**Textauszug:**
------------------------------------

Sicher durch die Skisaison – Welche Haftungsrisiken drohen auf der Skipiste?

In der Wintersaison erfreut sich der Skisport großer Beliebtheit. Auf den Skipisten und Loipen herrscht reger Betrieb. Dabei birgt der Skisport ein nicht unerhebliches Gefahrenpotential. Immer wieder kommt es zu Unfällen, mitunter mit furchtbaren Folgen. Auf Grund der Berichterstattung in den Medien bleiben etwa die Kollision des ehemaligen Ministerpräsidenten Thüringens, Dieter Althaus, mit einer anderen Skifahrerin im Jahre 2009 sowie der Sturz des siebenmaligen Formel-1-Weltmeisters Michael Schumacher im Jahre 2014 in Erinnerung.

Im Unglücksfall stellt sich die Frage, ob Schadensersatzansprüche des Verletzten oder der Hinterbliebenen in Betracht kommen. Insoweit gilt es zwischen einer Haftung des Betreibers einer Skipiste und einer Haftung der am Unfall beteiligten Skisportler untereinander zu unterscheiden.

Die Haftung des Skipistenbetreibers

Den Skipistenbetreiber kann sowohl eine vertragliche Haftung als auch eine deliktische Verschuldenshaftung treffen. Die Nutzung von Skipisten erfolgt grundsätzlich gegen Zahlung einer Nutzungsgebühr. Auf diesem Wege kommt zwischen Skipistenbetreiber und Skifahrer ein Vertrag zu Stande. Fehlt es an einem Vertragsschluss, ist auf deliktische Anspruchsgrundlagen zurückzugreifen.

------------------------------------

**Zeilen im Auszug:**
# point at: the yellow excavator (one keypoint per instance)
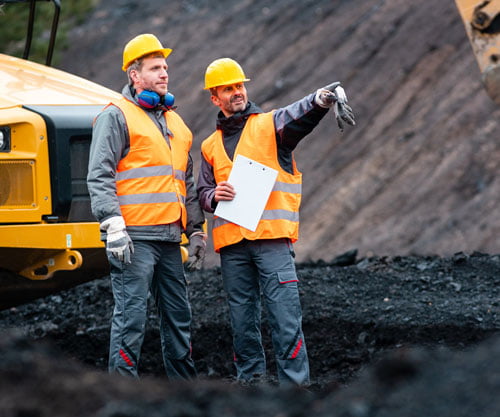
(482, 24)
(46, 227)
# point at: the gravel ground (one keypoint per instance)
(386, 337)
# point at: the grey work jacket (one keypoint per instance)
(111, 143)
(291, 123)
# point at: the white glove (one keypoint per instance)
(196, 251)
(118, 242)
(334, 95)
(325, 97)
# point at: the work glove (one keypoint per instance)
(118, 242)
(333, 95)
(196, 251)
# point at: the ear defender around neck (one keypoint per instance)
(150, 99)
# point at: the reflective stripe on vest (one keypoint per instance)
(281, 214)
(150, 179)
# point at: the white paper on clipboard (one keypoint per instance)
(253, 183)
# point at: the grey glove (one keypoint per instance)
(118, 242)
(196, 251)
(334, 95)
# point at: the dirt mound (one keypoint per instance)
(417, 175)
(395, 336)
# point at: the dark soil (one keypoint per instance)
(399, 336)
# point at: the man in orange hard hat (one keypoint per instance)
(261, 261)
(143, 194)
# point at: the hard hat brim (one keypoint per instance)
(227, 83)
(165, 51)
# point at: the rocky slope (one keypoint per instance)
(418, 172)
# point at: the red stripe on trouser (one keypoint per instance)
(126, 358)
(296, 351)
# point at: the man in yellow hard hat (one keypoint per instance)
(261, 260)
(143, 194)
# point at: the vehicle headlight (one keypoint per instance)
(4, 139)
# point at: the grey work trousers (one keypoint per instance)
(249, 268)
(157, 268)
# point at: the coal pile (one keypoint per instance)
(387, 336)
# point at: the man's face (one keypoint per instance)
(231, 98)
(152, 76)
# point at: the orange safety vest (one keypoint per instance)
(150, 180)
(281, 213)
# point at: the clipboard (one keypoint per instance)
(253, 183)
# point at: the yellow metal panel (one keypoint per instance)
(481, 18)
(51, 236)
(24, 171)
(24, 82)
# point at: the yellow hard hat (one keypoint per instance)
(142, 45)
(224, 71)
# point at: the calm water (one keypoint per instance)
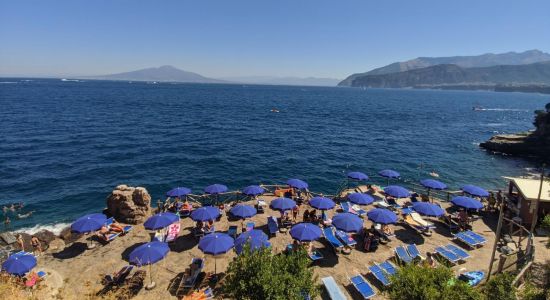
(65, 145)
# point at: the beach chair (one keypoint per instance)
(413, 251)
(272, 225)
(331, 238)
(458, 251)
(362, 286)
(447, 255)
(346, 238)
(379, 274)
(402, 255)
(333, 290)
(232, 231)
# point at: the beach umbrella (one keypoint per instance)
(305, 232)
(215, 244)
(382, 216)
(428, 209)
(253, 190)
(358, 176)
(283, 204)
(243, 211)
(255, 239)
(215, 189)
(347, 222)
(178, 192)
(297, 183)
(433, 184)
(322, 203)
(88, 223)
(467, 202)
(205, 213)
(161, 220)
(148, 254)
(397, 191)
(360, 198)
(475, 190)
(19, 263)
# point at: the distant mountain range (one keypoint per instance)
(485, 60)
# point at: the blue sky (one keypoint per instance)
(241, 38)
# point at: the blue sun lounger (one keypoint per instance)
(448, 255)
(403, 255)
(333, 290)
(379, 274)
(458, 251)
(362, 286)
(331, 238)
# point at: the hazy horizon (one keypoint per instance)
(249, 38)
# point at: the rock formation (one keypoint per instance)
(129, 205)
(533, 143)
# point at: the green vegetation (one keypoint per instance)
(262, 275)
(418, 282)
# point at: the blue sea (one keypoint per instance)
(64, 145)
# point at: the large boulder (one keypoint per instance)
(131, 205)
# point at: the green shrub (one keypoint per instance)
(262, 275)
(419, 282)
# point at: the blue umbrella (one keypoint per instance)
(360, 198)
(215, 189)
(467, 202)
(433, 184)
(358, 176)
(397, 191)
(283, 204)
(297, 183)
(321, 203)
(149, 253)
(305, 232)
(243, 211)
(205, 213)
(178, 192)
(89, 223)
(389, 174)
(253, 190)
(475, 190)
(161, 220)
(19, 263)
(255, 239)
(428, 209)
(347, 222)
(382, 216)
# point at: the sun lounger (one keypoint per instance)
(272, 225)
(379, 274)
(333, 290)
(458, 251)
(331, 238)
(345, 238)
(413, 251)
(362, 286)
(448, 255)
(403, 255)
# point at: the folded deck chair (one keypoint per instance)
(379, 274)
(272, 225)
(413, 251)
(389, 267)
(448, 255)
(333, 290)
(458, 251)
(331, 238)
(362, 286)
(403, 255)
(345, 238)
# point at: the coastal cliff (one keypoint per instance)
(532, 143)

------------------------------------

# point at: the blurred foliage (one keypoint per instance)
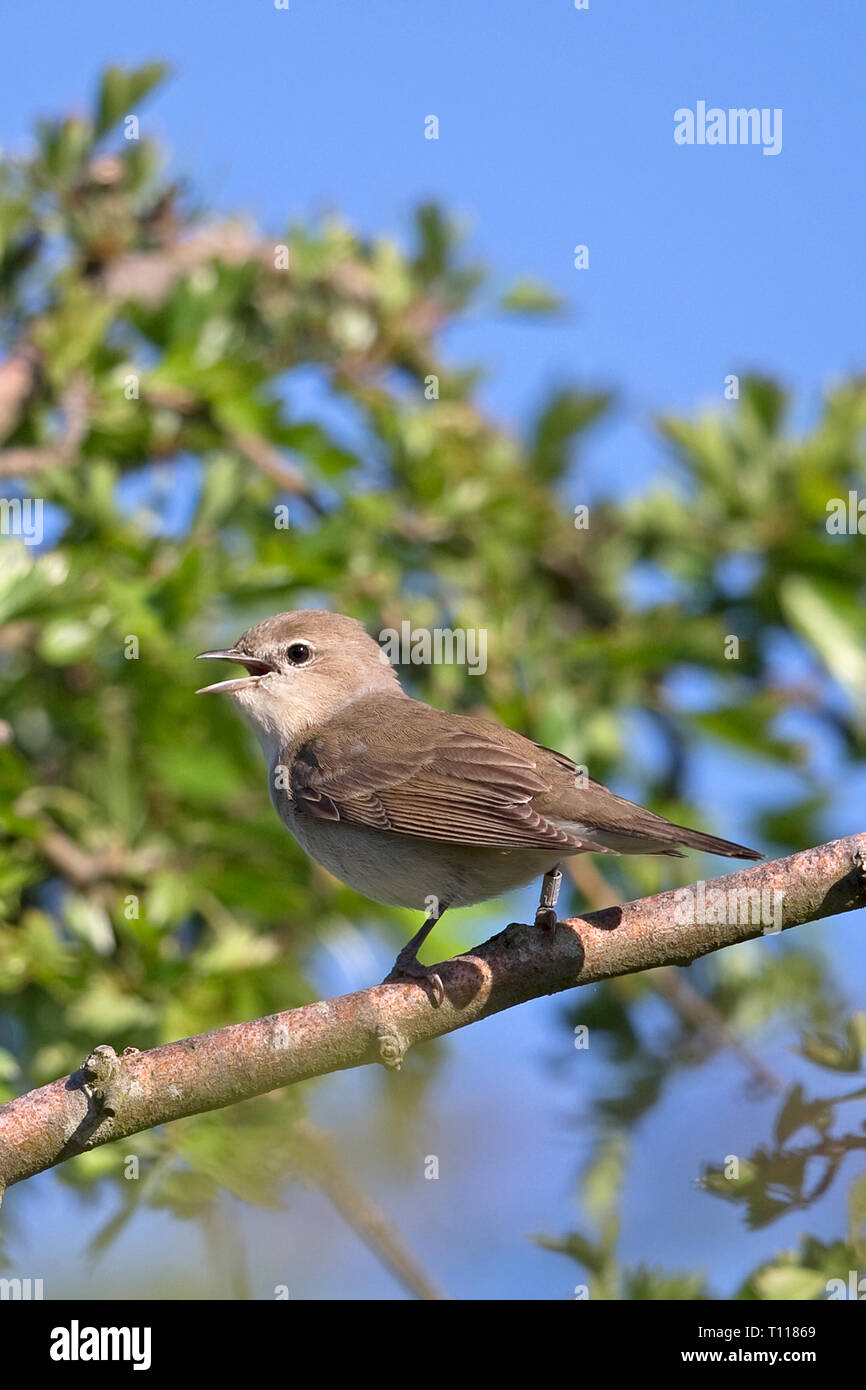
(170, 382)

------------------------------------

**Die Aufgaben:**
1. Wodurch kommt laut dem Text über Haftungsrisiken auf der Skipiste ein Vertrag zwischen Skipistenbetreiber und Skifahrer zustande?
2. Bitte setze den Text über Haftungsrisiken auf der Skipiste nach seinem letzten Satz fort.

**Antworten je Aufgabe:**
1. Durch die Zahlung einer Nutzungsgebühr für die Nutzung der Skipiste.

2.
Unabhängig davon, ob vertragliche oder deliktische Anspruchsgrundlagen einschlägig sind, obliegt dem Skipistenbetreiber eine Pistensicherungspflicht. Diese lässt sich im Rahmen vertraglicher Anspruchsgrundlagen als vertragliche Nebenpflicht im Sinne von § 241 Abs. 2 BGB begreifen, im Rahmen deliktischer Anspruchsgrundlagen als Verkehrssicherungspflicht wegen der Öffnung von Grund und Boden für den Verkehr.

Die ihm obliegende Pistensicherungspflicht verpflichtet den Skipistenbetreiber, den Wintersportler vor drohenden verdeckten und atypischen Gefahren, mit denen der Skifahrer nicht rechnen kann, durch geeignete Maßnahmen zu schützen, soweit diese tatsächlich möglich und wirtschaftlich zumutbar sind. So hat der Skipistenbetreiber vor außergewöhnlichen und nicht ohne weiteres erkennbaren Hindernissen sowie anderweitigen Gefahrenquellen zu warnen.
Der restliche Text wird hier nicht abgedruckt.